[Excerpt from a dataset]
++++++

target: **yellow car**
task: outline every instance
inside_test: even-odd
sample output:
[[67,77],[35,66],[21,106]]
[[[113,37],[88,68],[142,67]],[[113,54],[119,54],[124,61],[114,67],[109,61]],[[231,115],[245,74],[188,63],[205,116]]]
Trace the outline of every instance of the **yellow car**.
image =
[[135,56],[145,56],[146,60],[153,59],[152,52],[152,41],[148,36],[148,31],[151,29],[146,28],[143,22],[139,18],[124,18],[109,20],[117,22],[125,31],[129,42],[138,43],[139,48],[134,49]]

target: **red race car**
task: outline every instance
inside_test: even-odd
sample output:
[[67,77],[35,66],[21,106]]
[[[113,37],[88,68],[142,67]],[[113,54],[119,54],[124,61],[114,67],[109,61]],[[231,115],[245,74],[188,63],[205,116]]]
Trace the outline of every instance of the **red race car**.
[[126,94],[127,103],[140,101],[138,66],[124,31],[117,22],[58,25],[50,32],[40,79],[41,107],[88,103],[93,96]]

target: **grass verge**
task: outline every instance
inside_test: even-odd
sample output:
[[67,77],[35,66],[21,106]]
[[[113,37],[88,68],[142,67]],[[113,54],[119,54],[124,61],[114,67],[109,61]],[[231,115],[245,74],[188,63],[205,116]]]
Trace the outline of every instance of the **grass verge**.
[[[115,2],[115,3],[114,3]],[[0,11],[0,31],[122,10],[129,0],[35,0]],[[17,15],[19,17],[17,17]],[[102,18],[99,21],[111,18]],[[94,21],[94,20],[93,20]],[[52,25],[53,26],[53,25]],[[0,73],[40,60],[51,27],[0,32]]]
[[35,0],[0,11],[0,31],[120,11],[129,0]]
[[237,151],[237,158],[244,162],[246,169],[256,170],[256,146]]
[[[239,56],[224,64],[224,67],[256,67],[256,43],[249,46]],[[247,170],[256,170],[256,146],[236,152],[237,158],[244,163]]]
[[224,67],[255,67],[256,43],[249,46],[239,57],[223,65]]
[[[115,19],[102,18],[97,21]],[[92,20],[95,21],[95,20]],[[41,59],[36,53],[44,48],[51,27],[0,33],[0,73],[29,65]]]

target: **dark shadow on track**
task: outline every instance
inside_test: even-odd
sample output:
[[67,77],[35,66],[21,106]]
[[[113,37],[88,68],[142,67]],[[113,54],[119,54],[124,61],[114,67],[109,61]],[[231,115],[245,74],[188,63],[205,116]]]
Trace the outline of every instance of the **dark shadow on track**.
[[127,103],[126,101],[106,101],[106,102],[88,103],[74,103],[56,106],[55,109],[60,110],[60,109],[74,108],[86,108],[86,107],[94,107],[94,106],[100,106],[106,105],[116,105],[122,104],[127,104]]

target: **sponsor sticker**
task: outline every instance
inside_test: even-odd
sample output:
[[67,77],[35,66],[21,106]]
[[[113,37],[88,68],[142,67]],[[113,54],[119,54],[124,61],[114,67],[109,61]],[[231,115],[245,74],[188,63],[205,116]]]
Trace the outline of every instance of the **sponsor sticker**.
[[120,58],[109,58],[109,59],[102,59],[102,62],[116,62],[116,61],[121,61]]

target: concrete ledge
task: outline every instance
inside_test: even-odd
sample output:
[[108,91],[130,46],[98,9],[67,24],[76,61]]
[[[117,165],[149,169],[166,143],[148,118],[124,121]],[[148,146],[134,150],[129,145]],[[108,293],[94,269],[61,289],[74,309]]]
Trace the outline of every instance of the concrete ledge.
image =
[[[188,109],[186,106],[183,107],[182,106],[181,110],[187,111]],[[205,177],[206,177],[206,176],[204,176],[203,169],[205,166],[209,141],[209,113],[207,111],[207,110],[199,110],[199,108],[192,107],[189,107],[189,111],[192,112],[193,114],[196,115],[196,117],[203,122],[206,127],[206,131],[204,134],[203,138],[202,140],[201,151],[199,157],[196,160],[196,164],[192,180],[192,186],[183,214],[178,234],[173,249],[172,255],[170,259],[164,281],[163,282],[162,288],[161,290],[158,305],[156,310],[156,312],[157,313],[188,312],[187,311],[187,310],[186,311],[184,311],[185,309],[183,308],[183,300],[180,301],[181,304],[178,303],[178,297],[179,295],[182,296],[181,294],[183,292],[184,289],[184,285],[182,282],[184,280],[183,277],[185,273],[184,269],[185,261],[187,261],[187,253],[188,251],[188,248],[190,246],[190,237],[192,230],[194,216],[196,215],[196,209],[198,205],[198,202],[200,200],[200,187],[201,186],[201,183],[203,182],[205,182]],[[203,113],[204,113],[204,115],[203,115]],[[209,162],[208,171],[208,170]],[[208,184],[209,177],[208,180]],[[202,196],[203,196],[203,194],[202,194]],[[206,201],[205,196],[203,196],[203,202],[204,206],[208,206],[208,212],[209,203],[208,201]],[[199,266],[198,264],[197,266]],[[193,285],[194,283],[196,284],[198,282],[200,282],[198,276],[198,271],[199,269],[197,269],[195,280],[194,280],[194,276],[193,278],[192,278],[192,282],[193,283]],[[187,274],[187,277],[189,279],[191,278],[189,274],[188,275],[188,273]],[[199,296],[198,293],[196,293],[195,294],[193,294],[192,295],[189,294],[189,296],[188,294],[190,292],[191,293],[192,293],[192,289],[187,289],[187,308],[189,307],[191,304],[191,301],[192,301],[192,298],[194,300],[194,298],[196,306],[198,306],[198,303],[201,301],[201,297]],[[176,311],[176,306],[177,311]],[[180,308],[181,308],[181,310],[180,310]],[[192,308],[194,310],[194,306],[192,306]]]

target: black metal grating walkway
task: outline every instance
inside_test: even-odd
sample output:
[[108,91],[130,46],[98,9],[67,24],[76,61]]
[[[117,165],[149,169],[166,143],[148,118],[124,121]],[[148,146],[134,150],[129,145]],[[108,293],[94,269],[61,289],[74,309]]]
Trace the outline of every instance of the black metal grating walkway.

++++++

_Job_:
Copy out each line exactly.

_Answer below_:
target: **yellow car**
task: outline every instance
inside_test: even-odd
sample output:
[[67,77],[35,66],[21,106]]
[[[113,37],[88,68],[142,67]],[[113,54],[119,54],[124,61],[114,67],[109,61]],[[231,115],[245,74],[188,63],[205,116]]]
Trace the outline of every instance of the **yellow car**.
image =
[[135,56],[145,56],[146,60],[153,59],[152,52],[152,41],[148,36],[148,31],[151,29],[146,28],[143,22],[139,18],[124,18],[109,20],[117,22],[125,31],[129,42],[138,43],[139,48],[134,49]]

target: **red race car**
task: outline every instance
inside_test: even-odd
sample output:
[[67,77],[35,66],[21,106]]
[[[113,37],[88,68],[142,67]],[[113,54],[119,54],[124,61],[114,67],[109,61]],[[231,115],[245,74],[188,63],[205,116]]]
Trace the outline of every instance of the **red race car**.
[[126,94],[127,103],[140,101],[138,66],[124,31],[117,22],[58,25],[50,32],[40,79],[41,107],[88,103],[93,96]]

target: **grass verge**
task: outline every instance
inside_test: even-odd
sample output:
[[67,77],[35,66],[21,106]]
[[[113,37],[88,68],[142,67]],[[113,54],[119,54],[124,61],[114,67],[109,61]],[[231,115],[245,74],[188,63],[205,116]]]
Trace the outline of every instance of the **grass verge**.
[[[115,2],[115,3],[114,3]],[[0,11],[0,31],[122,10],[129,0],[35,0]],[[17,15],[19,17],[17,17]],[[102,18],[99,21],[111,18]],[[94,21],[94,20],[93,20]],[[52,25],[53,26],[53,25]],[[0,73],[40,60],[51,27],[0,32]]]
[[35,0],[0,11],[0,31],[120,11],[129,0]]
[[237,151],[237,158],[244,162],[246,169],[256,170],[256,146]]
[[[239,56],[224,64],[224,67],[256,67],[256,43],[249,46]],[[247,170],[256,170],[256,146],[236,152],[237,158],[244,163]]]
[[224,67],[255,67],[256,43],[249,46],[239,57],[223,65]]
[[[115,19],[102,18],[97,21]],[[92,20],[95,21],[95,20]],[[41,59],[36,53],[44,48],[51,27],[0,33],[0,73],[29,65]]]

target: **dark shadow on track**
task: outline every instance
inside_test: even-odd
sample output:
[[67,77],[35,66],[21,106]]
[[[113,37],[88,68],[142,67]],[[113,54],[119,54],[124,61],[114,67],[109,61]],[[231,115],[245,74],[188,63],[205,116]]]
Trace the outline of every instance of the **dark shadow on track**.
[[127,103],[126,101],[106,101],[106,102],[88,103],[74,103],[56,106],[55,109],[60,110],[60,109],[74,108],[86,108],[86,107],[94,107],[94,106],[100,106],[106,105],[116,105],[122,104],[127,104]]

target: **sponsor sticker**
task: outline every instance
inside_test: even-odd
sample output:
[[67,77],[35,66],[21,106]]
[[[113,37],[88,68],[142,67]],[[113,54],[119,54],[124,61],[114,67],[109,61]],[[231,115],[245,74],[188,63],[205,116]]]
Trace the outline of every instance of the **sponsor sticker**.
[[120,58],[109,58],[109,59],[102,59],[102,62],[116,62],[116,61],[121,61]]

target: concrete ledge
task: outline every instance
inside_test: even-odd
sample output:
[[108,91],[130,46],[98,9],[67,24],[76,61]]
[[[117,165],[149,169],[166,143],[148,118],[124,121]],[[148,146],[134,150],[129,145]],[[108,293],[94,269],[61,289],[74,309]]]
Trace the outline of every instance of the concrete ledge.
image =
[[[188,109],[186,106],[183,107],[182,106],[181,110],[187,111]],[[205,177],[206,177],[206,176],[204,176],[203,169],[205,166],[209,141],[209,113],[207,111],[207,110],[199,110],[199,108],[192,107],[189,107],[189,111],[192,112],[193,114],[196,115],[196,117],[203,122],[206,127],[206,131],[204,134],[203,138],[202,140],[201,151],[199,157],[196,160],[196,164],[192,180],[192,186],[183,214],[178,234],[173,249],[172,255],[170,259],[164,281],[163,282],[162,288],[161,290],[158,305],[156,310],[156,312],[157,313],[188,312],[187,311],[187,310],[186,311],[184,311],[185,309],[183,308],[183,300],[180,301],[181,304],[178,303],[178,297],[179,295],[182,296],[181,294],[183,292],[184,289],[184,285],[182,282],[184,280],[183,277],[185,273],[184,269],[185,261],[187,261],[187,253],[188,251],[188,248],[190,246],[190,237],[192,230],[194,216],[196,215],[196,209],[198,205],[198,202],[200,200],[200,187],[201,186],[201,183],[203,182],[205,182]],[[203,113],[204,113],[204,115],[203,115]],[[209,162],[208,171],[208,170]],[[208,184],[209,177],[208,180]],[[202,196],[203,196],[203,194],[202,194]],[[206,201],[205,196],[203,196],[203,202],[204,206],[208,206],[208,212],[209,203],[208,201]],[[199,266],[198,264],[197,266]],[[193,285],[194,283],[196,284],[198,282],[200,282],[198,276],[198,271],[199,269],[197,269],[195,280],[194,280],[194,276],[193,278],[192,278],[192,282],[193,283]],[[187,274],[187,277],[189,279],[191,278],[189,274],[188,275],[188,273]],[[199,296],[198,293],[196,293],[195,294],[193,294],[192,295],[189,294],[189,296],[188,294],[190,292],[191,293],[192,293],[192,289],[187,289],[187,308],[189,307],[191,304],[191,301],[192,301],[192,298],[194,300],[194,298],[196,306],[198,306],[198,303],[201,301],[201,297]],[[176,311],[176,306],[177,311]],[[180,308],[181,308],[181,310],[180,310]],[[192,308],[194,310],[194,306],[192,306]]]

target: black metal grating walkway
task: outline every instance
inside_test: even-odd
sample output:
[[108,91],[130,46],[98,9],[67,24],[76,61]]
[[[117,165],[149,169],[166,143],[148,118],[124,121]],[[148,146],[134,150],[129,145]],[[108,293],[94,269],[61,289],[74,309]]]
Trace the outline of every instance of the black metal grating walkway.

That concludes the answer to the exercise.